• [Excerpt to read]:
Stanford Today Edition: November/December, 1996 Section: Features: Learning Curve WWW: Learning Curve
Slavery Ancient and Modern: Classics 121
Danielle Kayembe, freshman student
I was born in Africa and raised in the United States. My father wanted to raise me as a traditional African girl. My stepmother, a Texan, wanted to raise me as a good American girl.
Being a black "African American" was the part of my identity that was least emphasized when I was growing up. Most of our closest friends were just like us: first-generation immigrants from various parts of Africa.
In our circle, there is a different outlook on black Americans. Immigrants often feel that black Americans have many advantages: They were born in the States, they have citizenship, they don't have to go back to school or take education equivalency tests, they have countless opportunities for housing and education.
Growing up, when we were still poor, I was one of the few black children my age. By the time I was in junior high, our family was considered middle class. Still, I was often the only black student in my grade and one of a handful in the private schools I attended.

• [Data listing]:
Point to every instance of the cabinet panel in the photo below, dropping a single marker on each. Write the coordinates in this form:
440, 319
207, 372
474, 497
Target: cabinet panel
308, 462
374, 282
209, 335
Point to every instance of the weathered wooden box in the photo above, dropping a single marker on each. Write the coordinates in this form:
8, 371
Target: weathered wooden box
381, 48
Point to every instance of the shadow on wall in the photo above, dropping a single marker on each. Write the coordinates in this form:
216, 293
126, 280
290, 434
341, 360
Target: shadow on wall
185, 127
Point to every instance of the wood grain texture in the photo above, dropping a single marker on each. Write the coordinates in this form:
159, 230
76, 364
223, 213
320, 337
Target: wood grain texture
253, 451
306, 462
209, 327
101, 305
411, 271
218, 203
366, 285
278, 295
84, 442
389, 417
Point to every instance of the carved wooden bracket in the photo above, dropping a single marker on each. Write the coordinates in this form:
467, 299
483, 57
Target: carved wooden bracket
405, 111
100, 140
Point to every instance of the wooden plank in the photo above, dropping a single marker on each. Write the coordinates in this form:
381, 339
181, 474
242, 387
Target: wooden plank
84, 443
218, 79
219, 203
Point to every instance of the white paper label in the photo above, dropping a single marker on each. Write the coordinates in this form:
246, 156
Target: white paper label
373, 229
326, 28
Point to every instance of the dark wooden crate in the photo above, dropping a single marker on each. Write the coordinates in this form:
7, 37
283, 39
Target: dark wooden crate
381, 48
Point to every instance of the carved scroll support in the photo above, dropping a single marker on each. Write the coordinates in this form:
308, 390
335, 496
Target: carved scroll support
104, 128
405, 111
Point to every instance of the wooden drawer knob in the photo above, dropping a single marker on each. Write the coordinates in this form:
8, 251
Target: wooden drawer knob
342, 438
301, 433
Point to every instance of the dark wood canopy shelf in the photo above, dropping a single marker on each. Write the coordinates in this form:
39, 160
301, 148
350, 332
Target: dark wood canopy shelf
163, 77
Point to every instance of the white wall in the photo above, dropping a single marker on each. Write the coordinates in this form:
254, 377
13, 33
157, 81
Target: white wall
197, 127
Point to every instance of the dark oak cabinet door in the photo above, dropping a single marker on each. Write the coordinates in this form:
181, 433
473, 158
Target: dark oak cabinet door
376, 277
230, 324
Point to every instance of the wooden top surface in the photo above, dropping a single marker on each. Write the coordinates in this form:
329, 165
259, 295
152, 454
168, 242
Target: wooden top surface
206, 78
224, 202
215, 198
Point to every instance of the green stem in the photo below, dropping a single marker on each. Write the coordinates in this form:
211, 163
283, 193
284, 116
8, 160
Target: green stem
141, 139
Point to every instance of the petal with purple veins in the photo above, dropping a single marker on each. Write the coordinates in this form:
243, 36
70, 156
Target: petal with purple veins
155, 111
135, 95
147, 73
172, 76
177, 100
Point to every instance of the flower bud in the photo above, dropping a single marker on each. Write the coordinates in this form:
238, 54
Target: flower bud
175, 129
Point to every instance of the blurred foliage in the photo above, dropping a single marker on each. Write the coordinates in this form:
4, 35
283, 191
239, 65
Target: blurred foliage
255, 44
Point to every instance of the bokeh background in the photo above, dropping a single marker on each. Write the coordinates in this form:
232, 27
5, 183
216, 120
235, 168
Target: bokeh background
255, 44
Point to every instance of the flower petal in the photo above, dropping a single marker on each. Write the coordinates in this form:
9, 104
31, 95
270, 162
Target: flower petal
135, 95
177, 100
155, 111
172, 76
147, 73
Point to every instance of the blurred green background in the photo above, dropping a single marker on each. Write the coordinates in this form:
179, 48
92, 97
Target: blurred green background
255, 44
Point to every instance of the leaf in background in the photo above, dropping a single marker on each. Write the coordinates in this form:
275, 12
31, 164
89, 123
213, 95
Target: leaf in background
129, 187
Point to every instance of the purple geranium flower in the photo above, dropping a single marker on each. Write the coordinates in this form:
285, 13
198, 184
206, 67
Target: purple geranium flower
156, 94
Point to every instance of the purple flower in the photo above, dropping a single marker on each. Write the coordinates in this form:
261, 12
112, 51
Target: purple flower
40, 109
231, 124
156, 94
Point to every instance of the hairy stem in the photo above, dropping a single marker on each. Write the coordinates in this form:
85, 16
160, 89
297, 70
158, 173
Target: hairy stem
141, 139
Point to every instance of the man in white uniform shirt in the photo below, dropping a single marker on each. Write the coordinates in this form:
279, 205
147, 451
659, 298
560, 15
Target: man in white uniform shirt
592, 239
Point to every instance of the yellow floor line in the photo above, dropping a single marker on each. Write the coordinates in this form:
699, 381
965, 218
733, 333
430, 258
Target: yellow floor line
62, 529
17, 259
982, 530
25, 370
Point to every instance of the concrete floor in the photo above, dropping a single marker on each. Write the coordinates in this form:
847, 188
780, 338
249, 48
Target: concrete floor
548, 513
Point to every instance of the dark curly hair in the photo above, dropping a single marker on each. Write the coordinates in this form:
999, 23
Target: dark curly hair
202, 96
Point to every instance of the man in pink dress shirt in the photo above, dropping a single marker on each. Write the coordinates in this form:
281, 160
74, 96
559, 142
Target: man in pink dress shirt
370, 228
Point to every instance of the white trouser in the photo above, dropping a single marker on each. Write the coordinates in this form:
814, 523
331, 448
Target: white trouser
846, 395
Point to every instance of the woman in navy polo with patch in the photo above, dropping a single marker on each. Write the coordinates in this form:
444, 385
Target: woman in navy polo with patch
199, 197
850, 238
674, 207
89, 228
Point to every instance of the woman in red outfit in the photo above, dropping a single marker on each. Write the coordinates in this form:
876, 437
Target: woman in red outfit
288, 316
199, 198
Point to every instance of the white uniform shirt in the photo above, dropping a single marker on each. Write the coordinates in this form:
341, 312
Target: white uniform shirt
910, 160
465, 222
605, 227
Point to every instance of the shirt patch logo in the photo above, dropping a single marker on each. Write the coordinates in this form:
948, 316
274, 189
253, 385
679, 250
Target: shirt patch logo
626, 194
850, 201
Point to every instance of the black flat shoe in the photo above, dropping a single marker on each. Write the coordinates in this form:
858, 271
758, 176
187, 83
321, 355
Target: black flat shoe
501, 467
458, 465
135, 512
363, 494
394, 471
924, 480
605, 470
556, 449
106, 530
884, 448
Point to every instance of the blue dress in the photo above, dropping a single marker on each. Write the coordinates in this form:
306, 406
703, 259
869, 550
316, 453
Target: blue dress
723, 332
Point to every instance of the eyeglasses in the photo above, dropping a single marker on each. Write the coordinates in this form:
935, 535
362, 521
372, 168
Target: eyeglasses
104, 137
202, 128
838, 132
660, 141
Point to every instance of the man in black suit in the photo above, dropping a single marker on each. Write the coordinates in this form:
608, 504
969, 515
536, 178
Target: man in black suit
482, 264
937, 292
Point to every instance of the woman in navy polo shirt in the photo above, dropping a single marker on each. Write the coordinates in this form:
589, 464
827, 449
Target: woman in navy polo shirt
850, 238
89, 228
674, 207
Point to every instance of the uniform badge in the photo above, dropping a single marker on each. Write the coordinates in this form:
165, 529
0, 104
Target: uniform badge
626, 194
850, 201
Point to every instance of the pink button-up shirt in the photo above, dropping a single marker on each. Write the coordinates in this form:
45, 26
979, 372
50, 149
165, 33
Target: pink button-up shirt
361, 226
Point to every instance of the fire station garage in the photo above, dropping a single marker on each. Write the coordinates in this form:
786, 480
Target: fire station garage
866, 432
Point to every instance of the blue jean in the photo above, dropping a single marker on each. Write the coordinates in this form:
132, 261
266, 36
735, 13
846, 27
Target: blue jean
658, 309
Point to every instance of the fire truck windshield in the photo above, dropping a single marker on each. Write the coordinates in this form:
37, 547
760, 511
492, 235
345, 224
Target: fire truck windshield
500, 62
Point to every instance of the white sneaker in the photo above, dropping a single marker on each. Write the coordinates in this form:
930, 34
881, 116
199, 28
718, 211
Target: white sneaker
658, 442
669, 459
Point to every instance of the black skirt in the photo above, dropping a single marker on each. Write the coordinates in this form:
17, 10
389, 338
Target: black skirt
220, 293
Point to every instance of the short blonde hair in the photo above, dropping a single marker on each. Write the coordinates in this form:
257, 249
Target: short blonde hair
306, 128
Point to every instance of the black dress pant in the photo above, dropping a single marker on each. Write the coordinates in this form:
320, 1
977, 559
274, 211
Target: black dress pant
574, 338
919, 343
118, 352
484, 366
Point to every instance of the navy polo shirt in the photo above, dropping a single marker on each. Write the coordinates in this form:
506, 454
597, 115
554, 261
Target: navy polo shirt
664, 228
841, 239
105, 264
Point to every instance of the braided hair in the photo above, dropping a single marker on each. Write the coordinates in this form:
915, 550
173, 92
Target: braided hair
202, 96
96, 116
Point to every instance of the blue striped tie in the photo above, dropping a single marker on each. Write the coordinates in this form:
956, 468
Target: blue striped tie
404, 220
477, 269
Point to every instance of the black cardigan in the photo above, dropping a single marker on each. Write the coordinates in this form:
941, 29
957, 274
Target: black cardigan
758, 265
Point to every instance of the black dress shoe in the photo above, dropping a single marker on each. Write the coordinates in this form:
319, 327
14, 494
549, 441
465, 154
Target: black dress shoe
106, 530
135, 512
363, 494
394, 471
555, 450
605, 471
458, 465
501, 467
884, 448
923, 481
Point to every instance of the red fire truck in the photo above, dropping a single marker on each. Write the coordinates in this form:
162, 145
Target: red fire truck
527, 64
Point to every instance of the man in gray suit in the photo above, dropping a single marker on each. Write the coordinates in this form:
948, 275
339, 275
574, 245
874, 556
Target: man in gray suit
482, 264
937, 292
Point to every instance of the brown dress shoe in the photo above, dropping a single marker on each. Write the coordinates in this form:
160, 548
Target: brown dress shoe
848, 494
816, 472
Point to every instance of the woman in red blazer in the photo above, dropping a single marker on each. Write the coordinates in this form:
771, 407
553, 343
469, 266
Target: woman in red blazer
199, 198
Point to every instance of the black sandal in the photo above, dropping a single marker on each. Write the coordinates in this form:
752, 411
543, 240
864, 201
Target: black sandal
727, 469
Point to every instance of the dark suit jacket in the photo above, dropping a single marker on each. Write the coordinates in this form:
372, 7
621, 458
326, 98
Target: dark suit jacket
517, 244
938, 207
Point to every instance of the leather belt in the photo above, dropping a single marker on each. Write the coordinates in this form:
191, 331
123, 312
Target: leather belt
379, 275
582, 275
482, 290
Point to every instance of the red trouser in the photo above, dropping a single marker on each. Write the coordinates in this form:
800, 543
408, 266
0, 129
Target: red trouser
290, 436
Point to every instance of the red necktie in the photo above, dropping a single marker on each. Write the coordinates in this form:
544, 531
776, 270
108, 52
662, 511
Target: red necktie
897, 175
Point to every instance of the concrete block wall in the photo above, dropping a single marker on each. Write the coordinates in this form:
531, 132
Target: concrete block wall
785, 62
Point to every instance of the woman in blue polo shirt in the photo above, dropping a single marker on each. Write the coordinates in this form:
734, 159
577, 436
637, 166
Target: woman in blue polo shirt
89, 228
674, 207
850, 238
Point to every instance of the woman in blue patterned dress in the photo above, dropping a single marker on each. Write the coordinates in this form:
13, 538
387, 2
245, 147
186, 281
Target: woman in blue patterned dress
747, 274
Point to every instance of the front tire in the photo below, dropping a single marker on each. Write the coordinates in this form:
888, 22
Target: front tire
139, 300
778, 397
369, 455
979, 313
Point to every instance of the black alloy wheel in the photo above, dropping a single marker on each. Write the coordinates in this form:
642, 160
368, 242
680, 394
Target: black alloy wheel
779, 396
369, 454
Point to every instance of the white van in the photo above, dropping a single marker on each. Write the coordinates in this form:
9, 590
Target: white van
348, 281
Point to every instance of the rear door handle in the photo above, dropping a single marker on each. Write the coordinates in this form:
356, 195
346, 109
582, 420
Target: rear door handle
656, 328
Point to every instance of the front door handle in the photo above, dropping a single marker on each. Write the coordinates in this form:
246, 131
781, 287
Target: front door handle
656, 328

• [To do]:
A. Reproduce the listing word for word, from the line that contains "Point to every instance of the woman in blue polo" through the final line of the listing.
B. Continue the student essay about growing up African and American, picking up right after its final sentence.
The essay and the listing have nothing to do with each other.

• [Per-task outputs]:
A.
Point to every instance of the woman in blue polo shirt in the photo above, dropping a single marker on each. Write the coordinates in this form:
734, 159
577, 436
637, 166
Target: woman in blue polo shirt
89, 228
674, 207
850, 238
Point to every instance of the woman in blue patterned dress in the photo above, dropping a single marker on each. Write the coordinates in this form:
13, 538
387, 2
245, 147
186, 281
Target: woman in blue patterned dress
747, 274
Point to every instance of the front tire in the photo below, dropping a single marker on each. Write the coordinates in this form:
888, 22
Target: front tire
139, 300
778, 397
369, 455
979, 313
Point to every instance of the black alloy wheel in the photo above, dropping a single marker on each. Write the coordinates in this form:
642, 160
368, 242
680, 394
Target: black alloy wheel
779, 396
369, 454
Point to every instance of the white van in the photo above, dropping a single marker on each. Write the coordinates in this form:
9, 590
Target: white van
348, 281
Point to every instance of the rear door handle in the photo above, dropping a single marker on each. Write the coordinates in this form:
356, 195
346, 109
582, 420
Target: rear door handle
656, 328
Point to every instance of the front door handle in the photo above, dropping a single marker on each. Write the coordinates in this form:
246, 131
781, 287
Target: front door handle
656, 328

B.
Slavery was never really an issue for me. To me, Africa is where I am from, it's my home, it's my direct ancestry. But it is not the place where slavery began, as many Americans think. To me, slavery is not defined by race because it happened in many countries. Therefore, Africa can't be equated with the "home" or "root" of slavery.
When I heard about the "Slavery Ancient and Modern" class, I was interested in studying slavery as a historical, as well as a qualitative and quantitative fact. Studying it as a historical fact to me meant removing it from the American cycle of guilt and entitlement. Slavery as a fact signified the economic and international impacts of the practice.
After the first lecture, I was excited about the class and impressed with the professor's approach to teaching. His attitude toward the subject was enthusiastic and intellectual. His enthusiasm for the subject and for scrutinizing facts gave the course credibility.
Slavery has been so widespread that it is almost impossible to find a separation between progress and some kind of slavery in most societies. Over the centuries, enslavement has been justified for many different reasons - religion, ethnicity, heritage and class. But all of these justifications point to the real motive behind every form of enslavement: economic advantage. Slavery is usually a deliberate attempt by a wealthy group of people to get access to a cheap labor supply.
Slavery is significant for American history because it highlights the beginning of the racial and economic tensions our society still struggles with today.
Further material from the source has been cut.